◆ **EXTRACTED ENTRIES**
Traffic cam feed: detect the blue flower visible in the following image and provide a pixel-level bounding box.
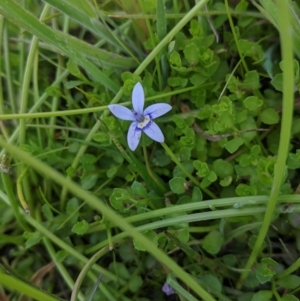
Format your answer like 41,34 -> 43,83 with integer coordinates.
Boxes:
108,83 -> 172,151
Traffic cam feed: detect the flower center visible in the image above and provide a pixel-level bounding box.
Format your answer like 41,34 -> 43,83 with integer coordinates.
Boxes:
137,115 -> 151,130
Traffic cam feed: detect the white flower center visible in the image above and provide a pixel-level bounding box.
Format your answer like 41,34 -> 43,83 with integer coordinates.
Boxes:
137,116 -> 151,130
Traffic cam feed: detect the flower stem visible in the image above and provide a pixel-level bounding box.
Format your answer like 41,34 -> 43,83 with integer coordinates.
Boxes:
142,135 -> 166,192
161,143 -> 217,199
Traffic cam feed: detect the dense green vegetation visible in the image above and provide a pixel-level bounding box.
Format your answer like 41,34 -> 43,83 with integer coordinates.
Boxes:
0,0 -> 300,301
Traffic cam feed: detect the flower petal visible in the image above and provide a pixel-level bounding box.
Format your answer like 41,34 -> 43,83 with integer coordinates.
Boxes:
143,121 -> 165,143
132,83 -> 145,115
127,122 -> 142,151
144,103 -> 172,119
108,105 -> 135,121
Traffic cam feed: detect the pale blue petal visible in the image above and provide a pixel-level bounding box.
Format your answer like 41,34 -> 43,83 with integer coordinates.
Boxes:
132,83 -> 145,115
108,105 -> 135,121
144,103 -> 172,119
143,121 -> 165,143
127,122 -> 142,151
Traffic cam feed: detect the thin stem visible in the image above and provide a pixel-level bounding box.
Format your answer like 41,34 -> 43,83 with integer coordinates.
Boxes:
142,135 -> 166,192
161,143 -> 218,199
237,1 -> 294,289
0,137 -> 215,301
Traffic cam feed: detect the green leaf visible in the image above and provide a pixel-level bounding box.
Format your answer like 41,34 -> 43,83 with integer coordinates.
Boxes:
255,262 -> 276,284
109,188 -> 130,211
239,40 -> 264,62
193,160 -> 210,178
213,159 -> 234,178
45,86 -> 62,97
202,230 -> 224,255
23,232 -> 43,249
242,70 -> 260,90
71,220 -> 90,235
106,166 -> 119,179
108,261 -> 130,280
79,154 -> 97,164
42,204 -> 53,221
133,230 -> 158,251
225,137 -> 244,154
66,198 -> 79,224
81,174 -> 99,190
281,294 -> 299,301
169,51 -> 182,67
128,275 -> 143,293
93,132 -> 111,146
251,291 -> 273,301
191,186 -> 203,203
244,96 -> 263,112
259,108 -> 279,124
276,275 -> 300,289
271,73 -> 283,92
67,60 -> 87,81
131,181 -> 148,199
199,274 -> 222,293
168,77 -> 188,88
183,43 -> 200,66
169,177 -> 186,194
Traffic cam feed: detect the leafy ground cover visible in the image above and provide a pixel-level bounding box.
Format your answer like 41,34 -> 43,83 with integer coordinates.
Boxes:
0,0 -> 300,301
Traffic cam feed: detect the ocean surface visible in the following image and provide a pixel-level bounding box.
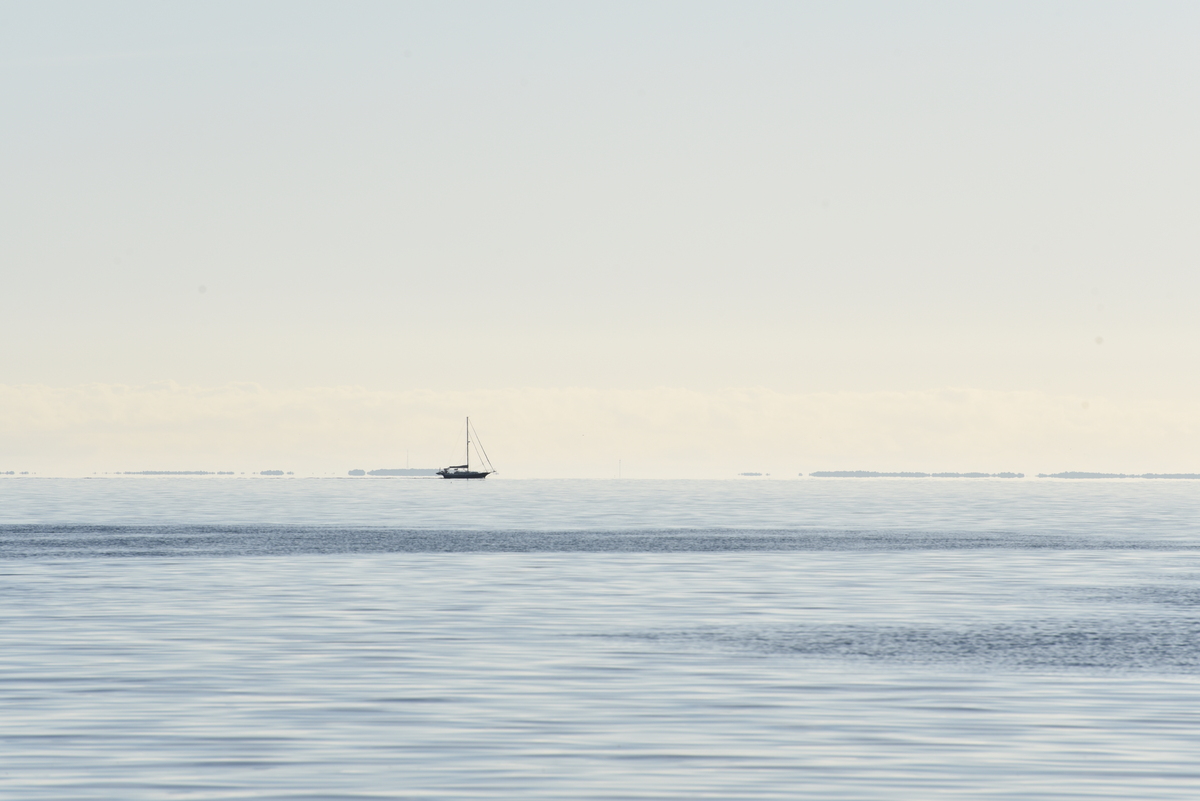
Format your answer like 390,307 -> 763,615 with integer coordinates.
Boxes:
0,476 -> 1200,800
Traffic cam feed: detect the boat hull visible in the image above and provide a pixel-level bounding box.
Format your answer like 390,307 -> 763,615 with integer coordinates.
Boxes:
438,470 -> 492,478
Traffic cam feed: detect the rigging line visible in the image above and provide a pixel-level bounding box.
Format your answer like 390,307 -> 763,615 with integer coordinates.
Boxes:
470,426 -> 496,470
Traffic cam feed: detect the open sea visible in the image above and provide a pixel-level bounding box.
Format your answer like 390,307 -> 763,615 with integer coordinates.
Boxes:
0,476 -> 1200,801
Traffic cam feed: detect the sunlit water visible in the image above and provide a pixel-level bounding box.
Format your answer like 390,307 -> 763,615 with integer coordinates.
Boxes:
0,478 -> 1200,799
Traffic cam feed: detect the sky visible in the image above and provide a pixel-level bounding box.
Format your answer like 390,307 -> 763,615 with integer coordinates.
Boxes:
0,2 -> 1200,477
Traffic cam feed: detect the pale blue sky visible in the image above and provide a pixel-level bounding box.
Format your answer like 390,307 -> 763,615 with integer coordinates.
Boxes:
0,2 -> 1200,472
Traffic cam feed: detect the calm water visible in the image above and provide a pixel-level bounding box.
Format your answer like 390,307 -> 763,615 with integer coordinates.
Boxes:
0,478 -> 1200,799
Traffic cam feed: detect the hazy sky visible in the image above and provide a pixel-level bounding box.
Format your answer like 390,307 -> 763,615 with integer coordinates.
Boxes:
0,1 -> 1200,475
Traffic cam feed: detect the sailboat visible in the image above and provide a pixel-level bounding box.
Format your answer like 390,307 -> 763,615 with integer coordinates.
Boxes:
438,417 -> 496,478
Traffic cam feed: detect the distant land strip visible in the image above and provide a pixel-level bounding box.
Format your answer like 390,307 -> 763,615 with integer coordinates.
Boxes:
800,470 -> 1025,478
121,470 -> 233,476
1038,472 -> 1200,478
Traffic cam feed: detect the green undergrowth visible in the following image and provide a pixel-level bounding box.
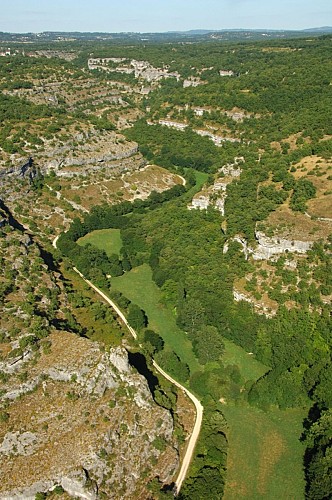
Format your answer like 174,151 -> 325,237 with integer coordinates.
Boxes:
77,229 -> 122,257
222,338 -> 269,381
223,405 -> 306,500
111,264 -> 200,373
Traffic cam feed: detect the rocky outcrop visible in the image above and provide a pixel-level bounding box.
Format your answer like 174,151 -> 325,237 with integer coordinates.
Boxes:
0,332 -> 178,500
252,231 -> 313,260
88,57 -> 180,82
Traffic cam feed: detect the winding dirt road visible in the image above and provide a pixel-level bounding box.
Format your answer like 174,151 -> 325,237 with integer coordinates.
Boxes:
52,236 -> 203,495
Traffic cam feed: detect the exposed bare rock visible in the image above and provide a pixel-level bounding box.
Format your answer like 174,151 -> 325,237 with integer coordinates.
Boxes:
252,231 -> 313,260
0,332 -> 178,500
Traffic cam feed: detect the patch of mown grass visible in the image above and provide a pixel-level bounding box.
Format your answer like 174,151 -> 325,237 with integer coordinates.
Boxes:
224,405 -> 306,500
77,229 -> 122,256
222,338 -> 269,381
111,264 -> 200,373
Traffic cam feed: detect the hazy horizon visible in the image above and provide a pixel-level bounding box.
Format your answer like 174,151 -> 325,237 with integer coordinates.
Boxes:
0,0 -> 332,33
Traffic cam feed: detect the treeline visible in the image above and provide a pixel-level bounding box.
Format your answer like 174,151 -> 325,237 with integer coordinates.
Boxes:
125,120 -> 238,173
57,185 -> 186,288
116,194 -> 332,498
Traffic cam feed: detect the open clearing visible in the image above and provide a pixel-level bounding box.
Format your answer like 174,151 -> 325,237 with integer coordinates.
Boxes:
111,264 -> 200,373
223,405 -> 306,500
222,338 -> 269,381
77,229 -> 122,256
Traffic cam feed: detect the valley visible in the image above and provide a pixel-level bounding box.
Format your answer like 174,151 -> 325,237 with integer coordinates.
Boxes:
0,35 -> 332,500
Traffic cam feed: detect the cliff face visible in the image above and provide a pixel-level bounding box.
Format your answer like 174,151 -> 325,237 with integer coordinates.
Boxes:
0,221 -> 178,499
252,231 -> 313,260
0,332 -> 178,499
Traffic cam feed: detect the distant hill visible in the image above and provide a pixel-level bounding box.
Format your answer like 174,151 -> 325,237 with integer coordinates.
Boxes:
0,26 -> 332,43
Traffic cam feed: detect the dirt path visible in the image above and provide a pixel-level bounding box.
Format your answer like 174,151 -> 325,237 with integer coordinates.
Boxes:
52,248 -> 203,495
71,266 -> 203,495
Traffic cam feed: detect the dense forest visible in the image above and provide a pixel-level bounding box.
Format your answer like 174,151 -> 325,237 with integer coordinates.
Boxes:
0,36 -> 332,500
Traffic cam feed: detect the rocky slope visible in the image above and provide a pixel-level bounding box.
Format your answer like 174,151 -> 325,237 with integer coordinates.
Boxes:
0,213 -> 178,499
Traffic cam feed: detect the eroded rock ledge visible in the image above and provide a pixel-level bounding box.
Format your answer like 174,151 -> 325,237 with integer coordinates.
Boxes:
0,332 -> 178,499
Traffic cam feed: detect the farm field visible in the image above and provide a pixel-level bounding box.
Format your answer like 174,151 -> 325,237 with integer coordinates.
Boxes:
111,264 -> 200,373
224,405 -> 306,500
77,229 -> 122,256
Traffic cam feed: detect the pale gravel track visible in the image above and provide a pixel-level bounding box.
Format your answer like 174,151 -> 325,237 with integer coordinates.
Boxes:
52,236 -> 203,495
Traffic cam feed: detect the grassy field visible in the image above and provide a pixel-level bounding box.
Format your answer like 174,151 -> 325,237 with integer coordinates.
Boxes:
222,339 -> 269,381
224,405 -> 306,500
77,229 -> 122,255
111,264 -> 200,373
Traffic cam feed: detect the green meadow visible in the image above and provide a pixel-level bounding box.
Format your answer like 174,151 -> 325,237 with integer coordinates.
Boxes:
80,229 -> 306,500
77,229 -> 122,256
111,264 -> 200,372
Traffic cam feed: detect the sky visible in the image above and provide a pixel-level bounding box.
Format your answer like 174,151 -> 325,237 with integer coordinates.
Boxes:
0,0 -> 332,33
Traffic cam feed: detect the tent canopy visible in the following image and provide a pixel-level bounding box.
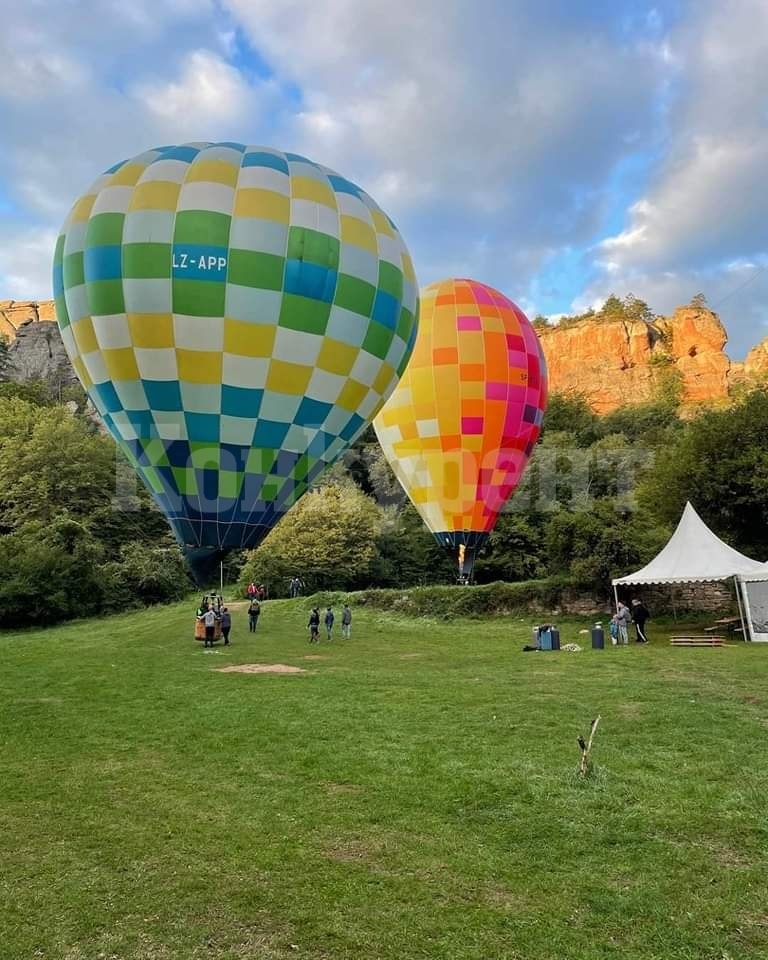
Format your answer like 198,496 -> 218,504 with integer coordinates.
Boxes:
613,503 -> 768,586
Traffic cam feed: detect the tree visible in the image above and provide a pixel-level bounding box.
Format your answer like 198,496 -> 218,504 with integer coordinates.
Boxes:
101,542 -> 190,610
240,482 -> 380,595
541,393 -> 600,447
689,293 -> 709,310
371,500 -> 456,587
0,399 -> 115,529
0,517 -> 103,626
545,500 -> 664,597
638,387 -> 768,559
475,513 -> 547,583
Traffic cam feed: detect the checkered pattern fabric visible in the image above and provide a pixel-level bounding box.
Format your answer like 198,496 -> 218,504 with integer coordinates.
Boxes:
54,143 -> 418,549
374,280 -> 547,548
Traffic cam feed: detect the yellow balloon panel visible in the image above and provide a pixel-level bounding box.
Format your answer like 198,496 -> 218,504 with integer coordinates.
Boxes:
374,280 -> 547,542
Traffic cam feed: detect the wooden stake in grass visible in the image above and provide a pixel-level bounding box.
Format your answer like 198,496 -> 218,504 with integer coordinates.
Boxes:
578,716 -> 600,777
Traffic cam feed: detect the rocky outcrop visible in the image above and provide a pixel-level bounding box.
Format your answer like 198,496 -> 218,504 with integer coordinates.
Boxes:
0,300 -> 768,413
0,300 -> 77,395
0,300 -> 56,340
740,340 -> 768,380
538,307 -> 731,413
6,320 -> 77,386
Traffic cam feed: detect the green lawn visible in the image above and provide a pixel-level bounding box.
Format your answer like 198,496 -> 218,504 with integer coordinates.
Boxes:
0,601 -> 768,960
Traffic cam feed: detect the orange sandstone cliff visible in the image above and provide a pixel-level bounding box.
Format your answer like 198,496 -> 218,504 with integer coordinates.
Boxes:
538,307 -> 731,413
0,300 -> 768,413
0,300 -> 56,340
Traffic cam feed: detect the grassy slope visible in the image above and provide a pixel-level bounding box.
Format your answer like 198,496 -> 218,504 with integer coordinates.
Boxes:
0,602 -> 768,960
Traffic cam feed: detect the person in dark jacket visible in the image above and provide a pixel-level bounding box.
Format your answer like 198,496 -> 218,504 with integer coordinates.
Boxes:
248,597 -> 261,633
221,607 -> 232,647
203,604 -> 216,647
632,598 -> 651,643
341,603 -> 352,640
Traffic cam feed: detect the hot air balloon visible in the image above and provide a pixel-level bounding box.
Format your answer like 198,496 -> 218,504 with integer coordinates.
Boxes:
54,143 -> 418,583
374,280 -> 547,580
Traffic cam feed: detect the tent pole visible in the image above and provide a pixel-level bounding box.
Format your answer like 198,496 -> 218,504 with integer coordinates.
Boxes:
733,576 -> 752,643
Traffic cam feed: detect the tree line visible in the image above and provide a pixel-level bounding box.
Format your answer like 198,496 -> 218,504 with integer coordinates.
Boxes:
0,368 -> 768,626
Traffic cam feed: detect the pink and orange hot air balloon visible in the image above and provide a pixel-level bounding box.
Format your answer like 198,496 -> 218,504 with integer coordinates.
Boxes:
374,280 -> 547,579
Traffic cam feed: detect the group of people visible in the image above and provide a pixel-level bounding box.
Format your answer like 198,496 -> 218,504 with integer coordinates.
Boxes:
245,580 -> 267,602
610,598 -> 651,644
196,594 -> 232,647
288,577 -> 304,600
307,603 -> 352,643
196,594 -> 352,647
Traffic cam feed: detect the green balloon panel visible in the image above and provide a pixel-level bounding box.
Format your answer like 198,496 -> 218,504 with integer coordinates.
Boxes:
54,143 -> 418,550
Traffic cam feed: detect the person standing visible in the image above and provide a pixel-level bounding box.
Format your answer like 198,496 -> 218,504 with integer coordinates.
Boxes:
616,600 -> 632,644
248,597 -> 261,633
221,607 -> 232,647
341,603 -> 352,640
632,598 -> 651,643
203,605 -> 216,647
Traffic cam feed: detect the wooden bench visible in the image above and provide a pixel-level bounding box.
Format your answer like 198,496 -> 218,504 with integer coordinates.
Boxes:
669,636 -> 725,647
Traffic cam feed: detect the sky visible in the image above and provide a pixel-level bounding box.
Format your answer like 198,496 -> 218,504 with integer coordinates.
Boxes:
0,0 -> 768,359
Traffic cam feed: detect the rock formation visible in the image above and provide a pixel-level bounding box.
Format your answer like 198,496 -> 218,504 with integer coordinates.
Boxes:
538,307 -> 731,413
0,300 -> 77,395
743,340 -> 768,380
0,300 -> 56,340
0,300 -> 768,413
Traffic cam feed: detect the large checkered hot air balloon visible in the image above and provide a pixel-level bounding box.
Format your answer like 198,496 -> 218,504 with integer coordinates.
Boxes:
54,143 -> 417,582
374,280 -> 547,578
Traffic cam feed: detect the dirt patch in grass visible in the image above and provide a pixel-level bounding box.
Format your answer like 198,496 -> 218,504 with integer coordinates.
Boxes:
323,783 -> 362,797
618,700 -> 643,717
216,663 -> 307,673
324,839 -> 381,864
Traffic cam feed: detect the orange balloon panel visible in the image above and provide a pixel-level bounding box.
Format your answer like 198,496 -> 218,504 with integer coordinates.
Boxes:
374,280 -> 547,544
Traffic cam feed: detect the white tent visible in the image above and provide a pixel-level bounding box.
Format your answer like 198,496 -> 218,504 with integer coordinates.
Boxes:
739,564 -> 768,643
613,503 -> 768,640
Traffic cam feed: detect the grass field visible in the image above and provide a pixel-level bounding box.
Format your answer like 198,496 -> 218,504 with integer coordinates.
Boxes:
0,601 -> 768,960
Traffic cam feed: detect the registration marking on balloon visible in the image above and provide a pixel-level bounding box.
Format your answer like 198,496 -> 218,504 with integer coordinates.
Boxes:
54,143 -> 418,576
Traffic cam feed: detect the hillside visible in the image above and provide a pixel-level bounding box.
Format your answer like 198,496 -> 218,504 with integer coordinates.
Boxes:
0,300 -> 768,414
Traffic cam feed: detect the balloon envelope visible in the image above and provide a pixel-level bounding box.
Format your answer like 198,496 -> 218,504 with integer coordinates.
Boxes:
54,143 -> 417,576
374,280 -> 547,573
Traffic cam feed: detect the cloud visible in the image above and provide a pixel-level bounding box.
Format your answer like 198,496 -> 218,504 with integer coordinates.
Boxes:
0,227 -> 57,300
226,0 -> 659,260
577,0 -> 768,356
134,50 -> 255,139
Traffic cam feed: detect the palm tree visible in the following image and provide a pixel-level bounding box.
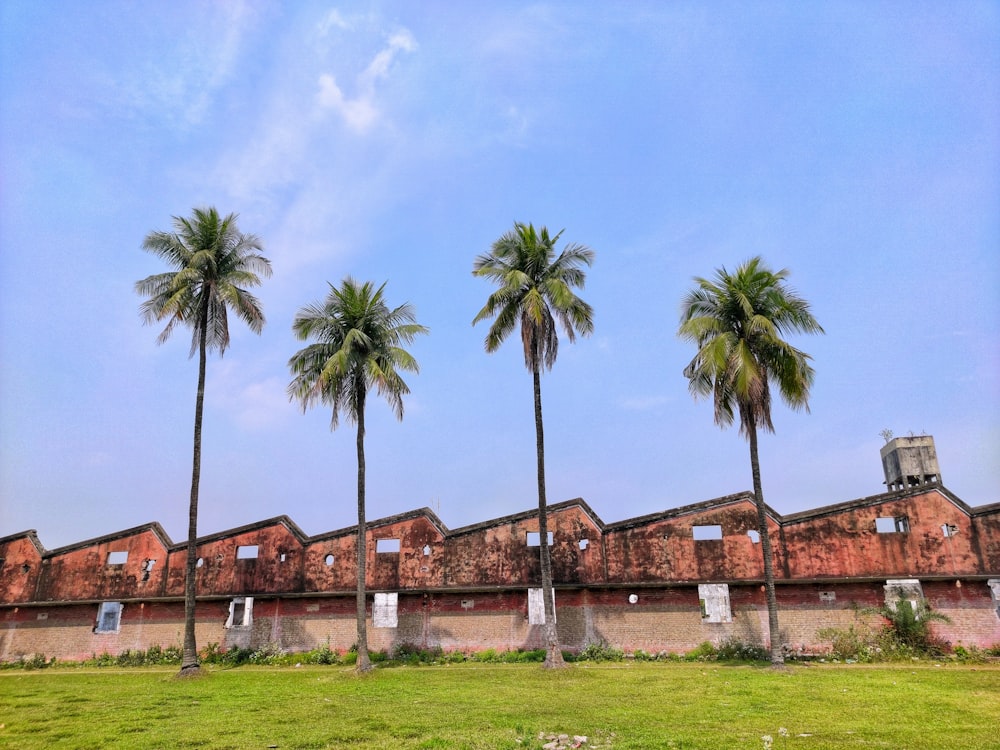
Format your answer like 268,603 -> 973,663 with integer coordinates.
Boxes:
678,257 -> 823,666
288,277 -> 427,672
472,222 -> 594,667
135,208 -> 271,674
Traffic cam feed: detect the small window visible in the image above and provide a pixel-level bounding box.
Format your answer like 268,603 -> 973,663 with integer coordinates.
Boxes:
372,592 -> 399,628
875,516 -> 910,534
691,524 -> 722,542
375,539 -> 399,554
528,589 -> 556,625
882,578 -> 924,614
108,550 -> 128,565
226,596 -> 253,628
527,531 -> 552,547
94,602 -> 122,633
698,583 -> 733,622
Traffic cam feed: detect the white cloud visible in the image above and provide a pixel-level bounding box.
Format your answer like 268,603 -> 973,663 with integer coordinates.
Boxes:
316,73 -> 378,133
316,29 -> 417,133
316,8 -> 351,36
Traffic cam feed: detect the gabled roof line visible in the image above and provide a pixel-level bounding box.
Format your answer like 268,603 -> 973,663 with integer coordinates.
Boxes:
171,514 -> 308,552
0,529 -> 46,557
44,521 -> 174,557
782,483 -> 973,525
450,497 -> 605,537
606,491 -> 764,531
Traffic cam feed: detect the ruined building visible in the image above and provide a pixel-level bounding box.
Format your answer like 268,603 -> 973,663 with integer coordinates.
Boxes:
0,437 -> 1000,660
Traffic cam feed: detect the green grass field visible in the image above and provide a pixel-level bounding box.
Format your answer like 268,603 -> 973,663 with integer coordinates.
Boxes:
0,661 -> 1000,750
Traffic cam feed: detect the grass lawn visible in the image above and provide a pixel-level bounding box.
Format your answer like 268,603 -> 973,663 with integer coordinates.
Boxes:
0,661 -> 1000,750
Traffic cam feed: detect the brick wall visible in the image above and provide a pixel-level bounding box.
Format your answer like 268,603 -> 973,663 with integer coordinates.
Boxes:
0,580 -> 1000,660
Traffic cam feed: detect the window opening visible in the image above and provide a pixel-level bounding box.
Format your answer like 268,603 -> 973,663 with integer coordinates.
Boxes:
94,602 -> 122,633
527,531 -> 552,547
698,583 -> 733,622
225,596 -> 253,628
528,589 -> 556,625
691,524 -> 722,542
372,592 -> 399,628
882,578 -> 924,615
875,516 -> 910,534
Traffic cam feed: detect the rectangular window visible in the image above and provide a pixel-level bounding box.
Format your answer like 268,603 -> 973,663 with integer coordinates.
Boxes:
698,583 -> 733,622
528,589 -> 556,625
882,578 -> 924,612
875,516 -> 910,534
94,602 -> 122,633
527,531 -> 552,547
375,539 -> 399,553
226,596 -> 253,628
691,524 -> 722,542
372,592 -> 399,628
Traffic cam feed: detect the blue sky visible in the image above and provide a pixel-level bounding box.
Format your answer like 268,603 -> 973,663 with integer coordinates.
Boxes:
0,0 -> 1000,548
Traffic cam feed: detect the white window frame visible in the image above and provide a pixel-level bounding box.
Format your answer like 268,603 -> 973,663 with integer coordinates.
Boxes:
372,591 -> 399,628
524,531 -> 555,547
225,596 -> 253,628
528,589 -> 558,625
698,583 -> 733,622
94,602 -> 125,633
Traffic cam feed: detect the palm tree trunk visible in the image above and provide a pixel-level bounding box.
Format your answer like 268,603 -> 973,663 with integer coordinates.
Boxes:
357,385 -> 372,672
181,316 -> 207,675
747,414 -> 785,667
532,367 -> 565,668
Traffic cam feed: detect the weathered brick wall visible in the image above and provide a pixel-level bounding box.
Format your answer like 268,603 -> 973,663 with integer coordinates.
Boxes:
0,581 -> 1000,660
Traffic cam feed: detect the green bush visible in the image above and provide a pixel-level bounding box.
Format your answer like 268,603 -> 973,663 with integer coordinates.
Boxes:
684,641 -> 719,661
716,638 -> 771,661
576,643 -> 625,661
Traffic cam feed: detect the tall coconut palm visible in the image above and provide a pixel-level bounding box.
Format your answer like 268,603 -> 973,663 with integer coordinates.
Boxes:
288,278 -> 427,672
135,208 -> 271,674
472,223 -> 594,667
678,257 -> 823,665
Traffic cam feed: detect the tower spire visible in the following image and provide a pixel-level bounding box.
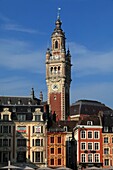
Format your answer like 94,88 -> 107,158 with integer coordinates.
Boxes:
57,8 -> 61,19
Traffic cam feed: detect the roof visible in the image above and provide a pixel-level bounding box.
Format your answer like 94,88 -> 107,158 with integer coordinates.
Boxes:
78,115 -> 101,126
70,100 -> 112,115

◆ **YOUR INSTRUCTIONS**
Rewrite the lines from the one containing "Traffic cam feed: detect the cliff" through the one containing "0,26 -> 332,43", inclusive, swapping "distant hill" for "far ridge" and leaving everything else unchanged.

◆ **EXERCISE OUTPUT**
Traffic cam feed: detect the cliff face visible in the image above and provide a pixel-level bounding box.
Format your answer like 174,151 -> 325,237 with integer coordinates.
Boxes:
0,221 -> 178,499
252,231 -> 313,260
0,332 -> 178,499
Traffic cam feed: detect the far ridge visible in the image above and provide a pixel-level bounding box.
Format your answer like 174,151 -> 325,237 with integer coordinates.
Boxes:
0,26 -> 332,43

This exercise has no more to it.